### TASKS AND EXERCISES:
1. Summarize the forum excerpt on independent events below in two sentences.
2. List every event, with its letter, that the poster defines in the forum excerpt on independent events below.
3. Continue the forum excerpt on independent events below, picking up after its final sentence.

### EXCERPTED PASSAGE:
My question is, just say you are given the following events:

A = The first roll is a six
B = The last roll is a six
C = The first and last rolls are the same
D = The sum of ten rolls is eleven or less

Are events A and B independent?

Are events A and C independent?

Are events A and D independent?

If all the answers are yes, can someone explain why? I am a bit confused with the concept here.
 
Two events are independent if knowing one of them means you can't say anything additional about the probability of the other one of them. A and B, and A and C, are independent, but A and D are not independent because if the first roll is a 6 it means that "the sum of ten rolls is eleven or less" is much less likely to happen (in fact it cannot happen).
 
A mathematical way to confirm this is,
show either,
P(X/Y) = P(X)
or
P(X n Y) = P(X)P(Y/X) or P(Y)P(X/Y)

if you can show any of the above as true then you are done.

### SUPPLIED MATERIAL:
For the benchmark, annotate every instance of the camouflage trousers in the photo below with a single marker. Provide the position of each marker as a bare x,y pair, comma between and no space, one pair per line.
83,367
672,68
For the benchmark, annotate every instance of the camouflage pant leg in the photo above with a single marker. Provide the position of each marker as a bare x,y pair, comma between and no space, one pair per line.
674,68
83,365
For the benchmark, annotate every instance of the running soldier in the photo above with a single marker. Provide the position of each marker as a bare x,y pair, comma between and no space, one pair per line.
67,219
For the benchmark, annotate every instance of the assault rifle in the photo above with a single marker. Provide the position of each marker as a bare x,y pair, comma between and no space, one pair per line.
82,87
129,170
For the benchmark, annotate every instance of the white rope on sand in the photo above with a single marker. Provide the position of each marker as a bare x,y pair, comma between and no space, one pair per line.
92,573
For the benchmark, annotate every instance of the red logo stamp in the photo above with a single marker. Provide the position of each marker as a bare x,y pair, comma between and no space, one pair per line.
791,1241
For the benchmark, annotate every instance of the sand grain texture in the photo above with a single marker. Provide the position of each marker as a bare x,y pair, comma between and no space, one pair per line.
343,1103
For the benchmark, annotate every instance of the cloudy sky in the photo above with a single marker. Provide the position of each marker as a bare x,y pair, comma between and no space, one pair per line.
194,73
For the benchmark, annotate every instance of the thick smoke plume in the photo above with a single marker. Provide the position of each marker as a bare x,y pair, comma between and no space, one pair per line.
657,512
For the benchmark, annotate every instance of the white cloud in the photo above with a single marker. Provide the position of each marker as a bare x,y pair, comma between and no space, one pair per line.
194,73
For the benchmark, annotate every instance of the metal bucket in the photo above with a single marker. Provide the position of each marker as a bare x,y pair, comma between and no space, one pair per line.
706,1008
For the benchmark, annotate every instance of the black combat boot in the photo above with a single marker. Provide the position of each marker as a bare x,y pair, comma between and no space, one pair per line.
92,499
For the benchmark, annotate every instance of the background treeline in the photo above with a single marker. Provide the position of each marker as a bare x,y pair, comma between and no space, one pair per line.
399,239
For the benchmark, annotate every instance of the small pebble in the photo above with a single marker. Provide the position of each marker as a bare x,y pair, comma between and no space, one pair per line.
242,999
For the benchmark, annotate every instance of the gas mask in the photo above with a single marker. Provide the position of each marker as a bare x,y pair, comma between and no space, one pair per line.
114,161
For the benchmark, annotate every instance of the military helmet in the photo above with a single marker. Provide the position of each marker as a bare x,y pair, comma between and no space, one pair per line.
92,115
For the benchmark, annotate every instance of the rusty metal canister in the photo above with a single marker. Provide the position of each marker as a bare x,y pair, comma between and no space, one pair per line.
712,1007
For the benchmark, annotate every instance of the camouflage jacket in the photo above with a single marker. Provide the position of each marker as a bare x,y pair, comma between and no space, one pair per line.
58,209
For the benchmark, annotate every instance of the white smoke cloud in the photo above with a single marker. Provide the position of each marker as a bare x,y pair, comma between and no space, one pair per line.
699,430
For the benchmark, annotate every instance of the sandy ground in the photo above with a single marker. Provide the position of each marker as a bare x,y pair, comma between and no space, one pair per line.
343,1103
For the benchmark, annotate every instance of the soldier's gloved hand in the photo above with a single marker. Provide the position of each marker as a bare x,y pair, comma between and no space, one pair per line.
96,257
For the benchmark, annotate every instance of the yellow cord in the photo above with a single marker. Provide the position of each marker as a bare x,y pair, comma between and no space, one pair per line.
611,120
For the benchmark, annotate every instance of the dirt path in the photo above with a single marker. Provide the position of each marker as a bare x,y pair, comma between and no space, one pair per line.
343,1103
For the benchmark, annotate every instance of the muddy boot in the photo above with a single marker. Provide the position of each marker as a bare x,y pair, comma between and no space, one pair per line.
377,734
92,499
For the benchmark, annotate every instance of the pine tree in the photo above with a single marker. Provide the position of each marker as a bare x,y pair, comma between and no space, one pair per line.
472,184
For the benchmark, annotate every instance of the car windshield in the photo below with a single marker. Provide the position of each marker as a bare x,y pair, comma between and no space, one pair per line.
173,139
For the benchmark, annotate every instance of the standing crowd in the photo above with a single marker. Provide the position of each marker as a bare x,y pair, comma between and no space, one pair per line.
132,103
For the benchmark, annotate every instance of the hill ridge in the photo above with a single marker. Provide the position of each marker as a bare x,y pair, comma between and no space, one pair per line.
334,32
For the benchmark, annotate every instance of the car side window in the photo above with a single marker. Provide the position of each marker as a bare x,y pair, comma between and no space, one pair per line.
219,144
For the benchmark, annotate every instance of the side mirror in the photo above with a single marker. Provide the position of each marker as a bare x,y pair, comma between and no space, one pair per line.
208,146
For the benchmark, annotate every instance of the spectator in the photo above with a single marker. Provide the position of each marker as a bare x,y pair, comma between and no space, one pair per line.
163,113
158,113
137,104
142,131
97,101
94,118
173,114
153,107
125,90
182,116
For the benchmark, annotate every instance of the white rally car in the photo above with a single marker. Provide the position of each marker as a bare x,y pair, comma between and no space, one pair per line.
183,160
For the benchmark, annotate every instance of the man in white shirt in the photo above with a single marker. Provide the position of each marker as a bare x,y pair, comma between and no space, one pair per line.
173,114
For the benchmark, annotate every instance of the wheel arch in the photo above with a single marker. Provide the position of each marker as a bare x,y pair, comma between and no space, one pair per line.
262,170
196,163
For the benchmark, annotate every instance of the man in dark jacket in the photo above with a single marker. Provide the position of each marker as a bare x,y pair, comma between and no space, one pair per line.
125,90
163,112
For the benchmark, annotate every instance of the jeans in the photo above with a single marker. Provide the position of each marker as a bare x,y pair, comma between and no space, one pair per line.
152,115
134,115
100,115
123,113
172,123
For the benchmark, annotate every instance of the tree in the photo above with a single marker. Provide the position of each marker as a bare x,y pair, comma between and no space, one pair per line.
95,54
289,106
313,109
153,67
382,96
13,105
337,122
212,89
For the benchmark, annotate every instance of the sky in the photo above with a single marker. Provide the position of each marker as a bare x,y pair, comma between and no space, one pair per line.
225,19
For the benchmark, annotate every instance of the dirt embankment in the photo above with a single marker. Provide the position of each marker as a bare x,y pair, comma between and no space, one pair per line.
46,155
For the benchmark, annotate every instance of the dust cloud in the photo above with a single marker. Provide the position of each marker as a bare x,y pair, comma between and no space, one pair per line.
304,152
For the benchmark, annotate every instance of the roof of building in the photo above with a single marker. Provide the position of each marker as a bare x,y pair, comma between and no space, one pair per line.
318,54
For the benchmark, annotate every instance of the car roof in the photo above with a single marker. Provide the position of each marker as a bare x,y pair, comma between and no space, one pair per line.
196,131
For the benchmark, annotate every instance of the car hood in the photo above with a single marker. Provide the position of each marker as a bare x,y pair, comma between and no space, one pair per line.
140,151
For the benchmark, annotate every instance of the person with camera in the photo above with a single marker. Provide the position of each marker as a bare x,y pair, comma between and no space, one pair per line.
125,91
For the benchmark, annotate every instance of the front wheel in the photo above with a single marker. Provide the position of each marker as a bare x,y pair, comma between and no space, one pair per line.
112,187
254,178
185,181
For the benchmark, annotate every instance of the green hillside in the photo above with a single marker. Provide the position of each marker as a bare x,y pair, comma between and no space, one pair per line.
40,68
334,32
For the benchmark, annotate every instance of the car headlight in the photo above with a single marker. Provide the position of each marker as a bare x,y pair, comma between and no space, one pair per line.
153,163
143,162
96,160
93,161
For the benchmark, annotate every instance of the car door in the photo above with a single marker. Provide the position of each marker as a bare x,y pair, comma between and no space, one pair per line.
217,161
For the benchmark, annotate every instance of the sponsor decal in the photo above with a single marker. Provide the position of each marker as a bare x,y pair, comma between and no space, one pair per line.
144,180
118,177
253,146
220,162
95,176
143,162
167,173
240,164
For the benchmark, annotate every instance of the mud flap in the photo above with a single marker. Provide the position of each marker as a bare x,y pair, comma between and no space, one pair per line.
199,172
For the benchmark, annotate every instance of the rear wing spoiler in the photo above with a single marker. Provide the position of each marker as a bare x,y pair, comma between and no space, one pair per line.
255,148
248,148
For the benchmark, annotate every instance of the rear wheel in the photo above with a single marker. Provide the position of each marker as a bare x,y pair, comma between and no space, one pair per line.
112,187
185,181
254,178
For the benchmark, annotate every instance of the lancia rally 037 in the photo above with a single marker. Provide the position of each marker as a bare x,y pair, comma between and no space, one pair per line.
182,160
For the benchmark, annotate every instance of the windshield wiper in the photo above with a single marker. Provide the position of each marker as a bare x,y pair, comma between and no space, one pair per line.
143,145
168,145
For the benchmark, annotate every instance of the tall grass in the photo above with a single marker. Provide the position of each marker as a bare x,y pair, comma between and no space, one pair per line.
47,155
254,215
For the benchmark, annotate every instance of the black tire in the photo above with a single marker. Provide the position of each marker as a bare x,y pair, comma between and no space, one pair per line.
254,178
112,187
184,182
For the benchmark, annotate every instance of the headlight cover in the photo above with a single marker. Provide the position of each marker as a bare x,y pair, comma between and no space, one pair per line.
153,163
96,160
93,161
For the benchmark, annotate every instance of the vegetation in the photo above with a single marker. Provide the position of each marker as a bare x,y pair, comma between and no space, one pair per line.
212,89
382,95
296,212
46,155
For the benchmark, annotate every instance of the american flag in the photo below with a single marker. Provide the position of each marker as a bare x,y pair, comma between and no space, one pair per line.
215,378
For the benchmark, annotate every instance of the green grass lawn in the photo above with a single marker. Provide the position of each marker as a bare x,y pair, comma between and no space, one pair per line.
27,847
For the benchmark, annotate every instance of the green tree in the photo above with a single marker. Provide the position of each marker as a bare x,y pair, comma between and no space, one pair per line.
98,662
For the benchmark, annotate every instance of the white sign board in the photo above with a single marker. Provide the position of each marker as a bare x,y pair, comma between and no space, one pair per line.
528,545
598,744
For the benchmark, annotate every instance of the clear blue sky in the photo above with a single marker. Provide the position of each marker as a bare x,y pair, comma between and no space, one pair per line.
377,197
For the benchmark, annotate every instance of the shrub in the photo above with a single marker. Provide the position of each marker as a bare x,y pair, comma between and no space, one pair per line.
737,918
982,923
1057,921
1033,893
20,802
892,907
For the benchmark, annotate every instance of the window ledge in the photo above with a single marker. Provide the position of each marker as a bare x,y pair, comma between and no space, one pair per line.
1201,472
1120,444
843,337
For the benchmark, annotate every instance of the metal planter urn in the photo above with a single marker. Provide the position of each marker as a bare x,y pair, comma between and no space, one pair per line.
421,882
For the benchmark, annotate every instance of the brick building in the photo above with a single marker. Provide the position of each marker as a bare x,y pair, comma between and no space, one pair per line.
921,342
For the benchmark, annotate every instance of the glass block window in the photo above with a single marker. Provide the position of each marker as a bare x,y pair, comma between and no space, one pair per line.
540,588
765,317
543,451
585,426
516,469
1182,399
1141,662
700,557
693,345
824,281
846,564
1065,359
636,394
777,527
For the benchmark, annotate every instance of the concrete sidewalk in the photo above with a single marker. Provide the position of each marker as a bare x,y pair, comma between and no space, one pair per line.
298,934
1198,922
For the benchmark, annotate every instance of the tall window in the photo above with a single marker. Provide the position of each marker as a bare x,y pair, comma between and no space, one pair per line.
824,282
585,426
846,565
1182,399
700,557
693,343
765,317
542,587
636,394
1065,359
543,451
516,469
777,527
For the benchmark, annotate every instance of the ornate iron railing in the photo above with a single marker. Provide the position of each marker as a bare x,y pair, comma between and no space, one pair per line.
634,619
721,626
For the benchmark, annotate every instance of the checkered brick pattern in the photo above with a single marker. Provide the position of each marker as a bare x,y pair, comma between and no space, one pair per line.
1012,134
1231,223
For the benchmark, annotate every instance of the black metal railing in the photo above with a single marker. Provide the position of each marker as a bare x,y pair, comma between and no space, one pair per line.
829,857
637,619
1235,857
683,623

### ANSWERS FOR THE EXERCISE:
1. A poster defines four events about a series of dice rolls and asks whether event A is independent of events B, C, and D. A reply explains that two events are independent when knowing one says nothing more about the probability of the other, states that A is independent of B and of C but not of D because a first roll of six makes a sum of eleven or less impossible, and offers P(X/Y) = P(X) as one way to confirm independence.

2.
- A: The first roll is a six
- B: The last roll is a six
- C: The first and last rolls are the same
- D: The sum of ten rolls is eleven or less

3.
For now just consider that only two rolls were made.
P(A) = 1/6
P(B) = 1/6
P(A n B) = 1/36
P(A)*P(B) = 1/36
so A and B are independent

P(A) = 1/6
P(C) = 6/36
P(C/A) = 1/6 = P(C)
So A and C are independent

This can be easily extended for ten rolls as well.

-- AI
 
Thank you. I got another question I forgot to include in my original post. If a situation involves picking out items from a box without replacement, does it mean that the events are mutually exclusive? And if you're picking stuff out of the box with replacement, then it's not mutually exclusive? Or?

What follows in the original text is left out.